Examples of point labeling
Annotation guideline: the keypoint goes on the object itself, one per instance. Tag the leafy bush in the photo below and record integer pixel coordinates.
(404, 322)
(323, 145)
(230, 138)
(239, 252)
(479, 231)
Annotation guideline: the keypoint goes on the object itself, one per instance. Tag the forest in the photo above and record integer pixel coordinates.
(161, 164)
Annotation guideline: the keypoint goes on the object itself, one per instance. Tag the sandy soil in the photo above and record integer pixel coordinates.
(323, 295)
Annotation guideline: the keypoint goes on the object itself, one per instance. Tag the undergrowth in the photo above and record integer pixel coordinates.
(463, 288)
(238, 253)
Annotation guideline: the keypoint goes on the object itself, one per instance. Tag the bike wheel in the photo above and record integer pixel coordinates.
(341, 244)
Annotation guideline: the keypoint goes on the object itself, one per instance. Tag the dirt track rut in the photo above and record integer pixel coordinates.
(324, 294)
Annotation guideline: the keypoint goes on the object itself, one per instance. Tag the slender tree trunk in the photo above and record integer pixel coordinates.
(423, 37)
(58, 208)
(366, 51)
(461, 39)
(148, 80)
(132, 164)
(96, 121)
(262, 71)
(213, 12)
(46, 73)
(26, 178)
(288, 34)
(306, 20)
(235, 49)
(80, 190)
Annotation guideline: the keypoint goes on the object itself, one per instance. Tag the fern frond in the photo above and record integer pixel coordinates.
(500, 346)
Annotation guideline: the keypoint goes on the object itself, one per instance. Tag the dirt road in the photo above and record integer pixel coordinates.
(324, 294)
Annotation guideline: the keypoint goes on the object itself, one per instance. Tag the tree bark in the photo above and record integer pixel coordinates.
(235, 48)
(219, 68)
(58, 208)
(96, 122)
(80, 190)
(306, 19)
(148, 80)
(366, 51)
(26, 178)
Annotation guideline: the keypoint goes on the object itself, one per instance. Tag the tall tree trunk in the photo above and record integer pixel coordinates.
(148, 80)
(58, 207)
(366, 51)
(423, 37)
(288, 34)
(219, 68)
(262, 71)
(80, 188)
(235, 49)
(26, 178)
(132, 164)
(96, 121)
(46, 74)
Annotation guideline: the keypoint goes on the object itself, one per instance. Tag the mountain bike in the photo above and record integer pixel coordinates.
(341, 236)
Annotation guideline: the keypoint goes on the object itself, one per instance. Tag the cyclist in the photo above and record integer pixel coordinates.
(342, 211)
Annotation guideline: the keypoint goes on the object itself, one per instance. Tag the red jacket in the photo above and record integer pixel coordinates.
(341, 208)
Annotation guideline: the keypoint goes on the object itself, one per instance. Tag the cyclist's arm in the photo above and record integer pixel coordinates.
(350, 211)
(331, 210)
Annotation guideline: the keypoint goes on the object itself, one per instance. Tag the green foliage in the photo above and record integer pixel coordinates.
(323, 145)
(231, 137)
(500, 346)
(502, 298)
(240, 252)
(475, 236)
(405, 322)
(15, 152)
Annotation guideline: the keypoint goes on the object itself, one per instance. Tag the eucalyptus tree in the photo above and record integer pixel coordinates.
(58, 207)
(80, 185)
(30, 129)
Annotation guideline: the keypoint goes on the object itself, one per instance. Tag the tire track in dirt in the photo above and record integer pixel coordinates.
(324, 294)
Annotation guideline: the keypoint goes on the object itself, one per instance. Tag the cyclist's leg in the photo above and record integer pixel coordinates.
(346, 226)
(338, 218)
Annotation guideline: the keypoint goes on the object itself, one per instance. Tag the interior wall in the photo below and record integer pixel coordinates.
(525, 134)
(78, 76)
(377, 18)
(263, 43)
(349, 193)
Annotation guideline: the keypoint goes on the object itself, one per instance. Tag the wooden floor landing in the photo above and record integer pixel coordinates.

**Exercise instructions:** Arrange every line above as a numbered list, leaving out any blank lines.

**Output:**
1. Annotation guideline: the keypoint goes on the object itself, one per instance. Tag the leafy bush in the photo below and record integer pixel coordinates.
2. (404, 322)
3. (323, 145)
4. (230, 138)
5. (239, 252)
6. (479, 231)
7. Annotation guideline: the keypoint goes on the object itself, one per instance. Tag the forest in the photo above and record integer pixel coordinates.
8. (161, 164)
9. Annotation guideline: the keypoint goes on the object itself, one per instance. Tag the sandy soil in the photo above and record integer pixel coordinates.
10. (323, 295)
11. Annotation guideline: the keypoint goes on the object itself, one per instance. Tag the undergrowth in the photo above and record integer pixel coordinates.
12. (463, 288)
13. (238, 253)
14. Annotation guideline: the keypoint goes on the object itself, one per instance. Tag the bike wheel in the photo above and record integer pixel coordinates.
15. (341, 244)
16. Annotation guideline: the keypoint goes on the object itself, one per instance. Tag the dirt track rut in the photo above and record integer pixel coordinates.
17. (324, 294)
18. Annotation guideline: the keypoint goes on the object itself, one per instance. Tag the slender tree trunk in the photo above and record integer pixel coordinates.
19. (423, 37)
20. (58, 208)
21. (366, 51)
22. (461, 39)
23. (148, 80)
24. (132, 164)
25. (96, 121)
26. (262, 71)
27. (213, 12)
28. (46, 73)
29. (26, 178)
30. (288, 34)
31. (306, 20)
32. (235, 49)
33. (80, 190)
34. Annotation guideline: the keypoint goes on the object itself, one per instance. Tag the fern frond in the photo above and record integer pixel coordinates.
35. (500, 346)
36. Annotation guideline: the keypoint goes on the object itself, one per instance. Tag the dirt road in the photo above and record integer pixel coordinates.
37. (324, 294)
38. Annotation guideline: the keypoint goes on the object itself, one per instance. Tag the tree bark in the photo above and record integer pixel coordinates.
39. (235, 48)
40. (219, 68)
41. (58, 208)
42. (96, 122)
43. (80, 190)
44. (306, 19)
45. (148, 80)
46. (366, 51)
47. (26, 178)
48. Annotation guideline: the keypoint goes on the object itself, one per instance. Tag the tall tree trunk in the photo above and record integer pixel coordinates.
49. (148, 80)
50. (58, 207)
51. (366, 51)
52. (423, 37)
53. (288, 34)
54. (219, 68)
55. (262, 71)
56. (80, 188)
57. (235, 49)
58. (26, 178)
59. (132, 164)
60. (96, 121)
61. (46, 74)
62. Annotation guideline: the keypoint goes on the object itself, one per instance. Tag the mountain bike in the photo above and record integer pixel coordinates.
63. (341, 236)
64. Annotation guideline: the keypoint goes on the object itself, one per instance. Tag the cyclist in the photo above and record integer pixel coordinates.
65. (342, 211)
66. Annotation guideline: the keypoint goes on the object itself, one per instance. Tag the red jacket in the photo above and record integer pixel coordinates.
67. (341, 208)
68. Annotation guideline: the keypoint goes on the object itself, one per instance. Tag the cyclist's arm in the photo above and record integer pixel coordinates.
69. (350, 211)
70. (331, 210)
71. Annotation guideline: the keypoint goes on the object itself, one per instance. Tag the green foliage in the photo above and record integer pixel coordinates.
72. (323, 145)
73. (231, 137)
74. (500, 346)
75. (502, 298)
76. (240, 252)
77. (475, 236)
78. (405, 322)
79. (15, 152)
80. Annotation guideline: the keypoint goes on the object itself, one per instance. Tag the eucalyptus tree in the photo above and record integer pixel coordinates.
81. (58, 207)
82. (80, 185)
83. (30, 129)
84. Annotation guideline: the keypoint goes on the object itself, one per instance. Tag the tire track in dirt in the photo above and record integer pixel coordinates.
85. (324, 294)
86. Annotation guideline: the keypoint goes on the object itself, one per instance. Tag the cyclist's leg in the photo above and record integer pixel coordinates.
87. (346, 226)
88. (338, 218)
89. Annotation guideline: the keypoint goes on the object itself, one per instance. Tag the interior wall in the photo below and record integer pixel coordinates.
90. (525, 134)
91. (78, 76)
92. (377, 18)
93. (263, 43)
94. (349, 193)
95. Annotation guideline: the keypoint goes on the object itself, one per instance. Tag the wooden floor landing in the photo above and record integer pixel coordinates.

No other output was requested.